Bon, je ne défends pas Greenspan, mais il faudrait peut-être se rappeler qu’il était en poste bien avant Bush Jr. et tenir compte de l’ensemble de son mandat avant que de le vouer aux gémonies, non? Quid par exemple de sa gestion du Black Monday?
Réponse de Alexandre Delaigue
Vous pouvez en avoir deux lectures. La première, c’est que c’était la chose à faire; la seconde, c’est que cela a été le début d’une longue période dans laquelle la fed a signalé à la finance “je ne vous laisserai jamais tomber, même si vous faites des grosses bêtises”.
Comme le disaient tous les spécialistes il y a encore à peine un mois, rien ne nous oblige en effet à penser qu’une catastrophe surviendra.

-- -- --

• [Consigne]: Rédigez la suite du texte sur Greenspan en partant de sa dernière phrase. Les données n'ont aucun rapport avec le texte sur Greenspan.

• [Données fournies]:
-- -- --

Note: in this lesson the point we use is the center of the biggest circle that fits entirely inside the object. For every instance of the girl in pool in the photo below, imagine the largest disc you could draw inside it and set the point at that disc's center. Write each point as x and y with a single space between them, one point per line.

-- -- --

• [Réponse attendue]:
Faisons comme pour le réchauffement climatique, les OGMs, le nucléaire, etc : puisque le pire n’est jamais certain, attendons voir quelles seront les conséquences pour déterminer utilement comment nous les éviterons la prochaine fois que nous mourrons.
Bizarre, un débat sur les banquiers centraux et pas un débatteur pour injurier Trichet.
Plus de Sarkozystes??
@Volcker (all)
Pour être plus exact, les mathématiciens ont fourni des bonnes excuses pour ne pas voir ce qu’il fallait voir. Je pense que personne n’est dupe dans la finance.